● Requirements
Copy out the listing below verbatim, from the line containing "trail, I would be grateful." through the end of the listing, both included.
━━━ Records
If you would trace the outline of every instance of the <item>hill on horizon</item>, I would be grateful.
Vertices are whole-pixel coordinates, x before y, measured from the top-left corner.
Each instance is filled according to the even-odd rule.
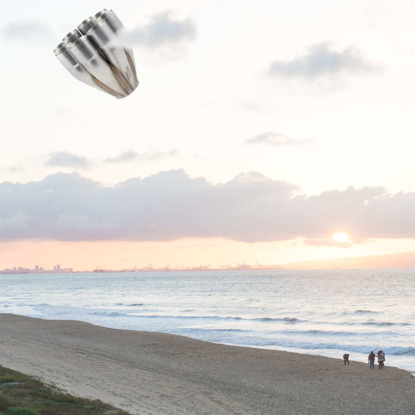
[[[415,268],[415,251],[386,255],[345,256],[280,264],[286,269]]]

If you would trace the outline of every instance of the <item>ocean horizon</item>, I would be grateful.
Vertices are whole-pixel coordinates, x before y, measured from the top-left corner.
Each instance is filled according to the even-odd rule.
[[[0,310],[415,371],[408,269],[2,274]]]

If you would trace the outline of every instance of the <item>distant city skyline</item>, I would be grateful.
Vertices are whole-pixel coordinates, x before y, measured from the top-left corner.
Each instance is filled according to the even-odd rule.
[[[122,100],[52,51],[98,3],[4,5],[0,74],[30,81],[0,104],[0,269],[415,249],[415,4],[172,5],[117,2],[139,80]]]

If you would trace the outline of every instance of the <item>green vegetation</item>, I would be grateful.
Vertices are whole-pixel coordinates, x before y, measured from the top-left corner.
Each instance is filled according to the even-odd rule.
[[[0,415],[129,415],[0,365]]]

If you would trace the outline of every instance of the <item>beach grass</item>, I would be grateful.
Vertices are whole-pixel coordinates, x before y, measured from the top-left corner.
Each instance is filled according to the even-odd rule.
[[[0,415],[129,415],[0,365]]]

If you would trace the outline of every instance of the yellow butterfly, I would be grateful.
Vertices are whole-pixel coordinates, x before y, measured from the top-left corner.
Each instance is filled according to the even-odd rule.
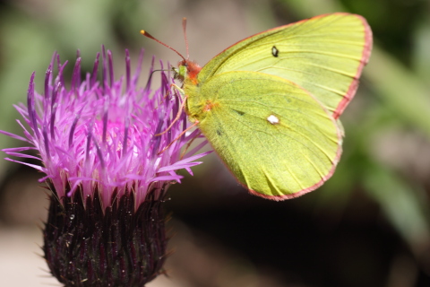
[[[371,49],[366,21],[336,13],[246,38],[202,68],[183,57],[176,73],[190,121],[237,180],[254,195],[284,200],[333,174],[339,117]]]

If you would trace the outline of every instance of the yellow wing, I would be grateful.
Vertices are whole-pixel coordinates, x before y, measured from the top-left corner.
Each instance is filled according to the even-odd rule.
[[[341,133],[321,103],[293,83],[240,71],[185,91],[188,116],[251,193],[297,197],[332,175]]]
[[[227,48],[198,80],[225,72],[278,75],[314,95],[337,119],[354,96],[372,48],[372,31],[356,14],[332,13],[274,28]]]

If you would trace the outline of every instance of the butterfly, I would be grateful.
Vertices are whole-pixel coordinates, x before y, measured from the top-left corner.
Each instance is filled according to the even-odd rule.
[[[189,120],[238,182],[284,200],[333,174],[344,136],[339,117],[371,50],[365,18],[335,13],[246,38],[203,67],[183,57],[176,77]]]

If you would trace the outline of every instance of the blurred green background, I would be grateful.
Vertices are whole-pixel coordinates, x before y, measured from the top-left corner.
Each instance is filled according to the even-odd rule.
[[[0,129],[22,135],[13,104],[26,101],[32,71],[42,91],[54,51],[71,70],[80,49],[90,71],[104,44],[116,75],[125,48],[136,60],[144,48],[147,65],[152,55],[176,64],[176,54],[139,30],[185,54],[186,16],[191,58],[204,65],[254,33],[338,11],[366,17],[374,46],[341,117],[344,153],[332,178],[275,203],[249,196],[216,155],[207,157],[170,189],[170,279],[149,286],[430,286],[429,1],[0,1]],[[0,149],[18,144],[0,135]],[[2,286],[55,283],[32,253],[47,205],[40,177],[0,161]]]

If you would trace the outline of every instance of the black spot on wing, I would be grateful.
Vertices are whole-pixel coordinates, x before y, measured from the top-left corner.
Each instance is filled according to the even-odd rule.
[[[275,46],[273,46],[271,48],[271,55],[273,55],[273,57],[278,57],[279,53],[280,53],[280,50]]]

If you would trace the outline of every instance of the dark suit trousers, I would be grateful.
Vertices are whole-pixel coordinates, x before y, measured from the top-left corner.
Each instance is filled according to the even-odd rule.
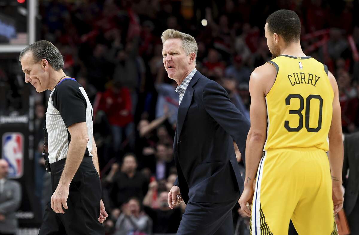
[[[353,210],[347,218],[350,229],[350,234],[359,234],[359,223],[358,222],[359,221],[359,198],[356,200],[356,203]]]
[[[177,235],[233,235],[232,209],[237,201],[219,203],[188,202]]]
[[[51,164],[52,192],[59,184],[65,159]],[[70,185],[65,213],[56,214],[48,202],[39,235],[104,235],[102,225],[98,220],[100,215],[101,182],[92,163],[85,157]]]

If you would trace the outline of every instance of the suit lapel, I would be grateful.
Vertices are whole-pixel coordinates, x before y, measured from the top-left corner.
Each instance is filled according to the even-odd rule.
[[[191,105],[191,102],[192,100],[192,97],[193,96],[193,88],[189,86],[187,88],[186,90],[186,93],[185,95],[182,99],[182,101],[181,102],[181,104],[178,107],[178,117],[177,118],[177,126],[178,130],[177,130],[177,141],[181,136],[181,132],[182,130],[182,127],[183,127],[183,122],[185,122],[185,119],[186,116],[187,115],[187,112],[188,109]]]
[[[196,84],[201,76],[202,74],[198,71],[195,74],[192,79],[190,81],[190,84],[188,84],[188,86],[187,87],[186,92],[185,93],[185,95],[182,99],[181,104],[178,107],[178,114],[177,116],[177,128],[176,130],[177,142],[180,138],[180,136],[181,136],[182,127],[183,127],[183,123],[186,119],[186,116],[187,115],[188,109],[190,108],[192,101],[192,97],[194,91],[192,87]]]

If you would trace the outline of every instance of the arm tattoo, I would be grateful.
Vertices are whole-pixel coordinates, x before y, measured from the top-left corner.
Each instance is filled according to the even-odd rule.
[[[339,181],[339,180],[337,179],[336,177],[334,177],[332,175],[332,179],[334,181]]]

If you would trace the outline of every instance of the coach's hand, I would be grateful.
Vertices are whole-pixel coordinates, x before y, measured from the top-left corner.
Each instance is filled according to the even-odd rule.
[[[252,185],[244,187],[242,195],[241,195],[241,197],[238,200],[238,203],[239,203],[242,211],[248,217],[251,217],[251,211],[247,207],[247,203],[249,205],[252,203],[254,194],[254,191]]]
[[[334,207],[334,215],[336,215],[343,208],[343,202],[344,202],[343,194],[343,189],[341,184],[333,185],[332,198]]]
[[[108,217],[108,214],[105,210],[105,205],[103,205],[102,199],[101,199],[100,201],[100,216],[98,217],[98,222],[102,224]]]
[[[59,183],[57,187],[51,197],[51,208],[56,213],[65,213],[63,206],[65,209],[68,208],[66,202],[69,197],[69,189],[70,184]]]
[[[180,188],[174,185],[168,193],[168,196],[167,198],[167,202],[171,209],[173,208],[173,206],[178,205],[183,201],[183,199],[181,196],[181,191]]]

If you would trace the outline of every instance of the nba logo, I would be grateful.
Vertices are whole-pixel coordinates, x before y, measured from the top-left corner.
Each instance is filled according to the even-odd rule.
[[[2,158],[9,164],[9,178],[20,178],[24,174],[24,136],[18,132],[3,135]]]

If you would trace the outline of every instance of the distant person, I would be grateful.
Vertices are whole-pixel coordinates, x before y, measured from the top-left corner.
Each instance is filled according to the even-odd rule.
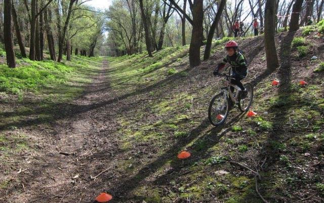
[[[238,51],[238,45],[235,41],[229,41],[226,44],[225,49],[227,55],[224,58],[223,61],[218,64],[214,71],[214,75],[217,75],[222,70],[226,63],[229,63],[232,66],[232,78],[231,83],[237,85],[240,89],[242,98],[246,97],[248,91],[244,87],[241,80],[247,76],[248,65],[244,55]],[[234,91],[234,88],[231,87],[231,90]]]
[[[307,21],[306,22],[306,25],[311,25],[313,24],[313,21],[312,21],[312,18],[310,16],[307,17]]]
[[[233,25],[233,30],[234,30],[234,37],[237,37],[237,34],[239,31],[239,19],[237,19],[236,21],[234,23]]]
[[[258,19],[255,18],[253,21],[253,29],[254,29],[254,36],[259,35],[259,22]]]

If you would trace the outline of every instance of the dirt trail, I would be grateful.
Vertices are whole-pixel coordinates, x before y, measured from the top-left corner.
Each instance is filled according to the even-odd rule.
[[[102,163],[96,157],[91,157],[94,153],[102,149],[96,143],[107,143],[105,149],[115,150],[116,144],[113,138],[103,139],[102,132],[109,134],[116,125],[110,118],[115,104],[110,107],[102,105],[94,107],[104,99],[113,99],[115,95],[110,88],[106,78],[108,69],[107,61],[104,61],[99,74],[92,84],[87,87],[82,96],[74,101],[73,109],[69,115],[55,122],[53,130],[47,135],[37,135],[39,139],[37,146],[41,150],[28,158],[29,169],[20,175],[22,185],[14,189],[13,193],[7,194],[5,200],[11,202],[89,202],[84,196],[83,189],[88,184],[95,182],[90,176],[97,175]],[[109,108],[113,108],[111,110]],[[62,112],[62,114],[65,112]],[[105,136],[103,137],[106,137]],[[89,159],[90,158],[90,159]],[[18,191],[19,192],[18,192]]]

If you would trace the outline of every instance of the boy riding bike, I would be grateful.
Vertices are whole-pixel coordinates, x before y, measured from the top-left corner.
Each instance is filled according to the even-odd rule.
━━━━━━
● Right answer
If you would trace the outline of every instance of the dirt trail, I would be grateful.
Vertices are whole-pixel coordinates, x before y, measured from the top-left corner.
Each instance is filled according to the even-odd rule.
[[[102,163],[96,157],[91,157],[94,153],[102,149],[96,143],[107,143],[105,149],[115,150],[116,144],[113,138],[103,139],[102,132],[109,134],[116,125],[110,118],[115,104],[110,107],[102,105],[94,107],[104,99],[113,99],[115,95],[110,88],[106,78],[108,69],[107,61],[104,61],[99,74],[92,84],[87,87],[82,96],[74,101],[73,109],[69,115],[55,122],[53,130],[47,135],[37,135],[39,139],[37,146],[41,150],[28,158],[29,169],[20,175],[22,185],[14,189],[13,193],[7,194],[5,200],[11,202],[89,202],[84,196],[83,189],[88,184],[95,182],[90,176],[97,175]],[[109,108],[113,108],[111,110]],[[62,112],[62,114],[65,112]],[[105,136],[103,137],[106,137]],[[89,159],[90,158],[90,159]],[[18,191],[19,192],[18,192]]]

If you would trace the outline of every instance of the boy riding bike, I would be grateful.
Vertices are whole-pixel coordinates, x before y, measured from the top-left corner.
Each instance is filled according to the even-odd rule.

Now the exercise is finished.